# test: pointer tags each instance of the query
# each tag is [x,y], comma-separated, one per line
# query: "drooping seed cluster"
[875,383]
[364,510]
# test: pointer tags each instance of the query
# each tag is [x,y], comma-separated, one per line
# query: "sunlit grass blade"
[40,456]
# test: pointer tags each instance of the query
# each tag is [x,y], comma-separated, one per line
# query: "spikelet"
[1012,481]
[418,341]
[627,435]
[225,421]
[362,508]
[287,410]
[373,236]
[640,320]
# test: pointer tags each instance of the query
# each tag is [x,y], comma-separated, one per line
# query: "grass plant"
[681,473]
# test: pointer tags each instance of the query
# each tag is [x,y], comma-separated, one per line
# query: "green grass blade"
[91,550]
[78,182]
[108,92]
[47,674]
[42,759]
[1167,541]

- TASK DETAILS
Copy all of the material above word for word, keeping every line in its original order.

- CORRECT OUTPUT
# test: pointer tags each instance of the query
# each tag is [x,y], comma-separated, one per line
# query: "drooping seed cluster"
[875,383]
[364,510]
# test: pointer tags each instance of the query
# each tag is [x,y], comma-separated, one per line
# query: "sunlit grass blade"
[40,456]
# test: pointer tags each instance of the query
# each tag is [x,y], comma-separated, one per line
# query: "spikelet"
[1012,481]
[418,341]
[627,435]
[225,421]
[362,508]
[287,410]
[373,236]
[640,320]
# test: pointer tags each instance of the query
# each tag is [x,y], comma-separated, one per line
# query: "grass plant"
[681,473]
# test: pointer tags each instance of the query
# each tag is [x,y], comma-separated, one per line
# query: "green grass blade"
[91,550]
[78,182]
[108,92]
[47,674]
[42,759]
[1167,541]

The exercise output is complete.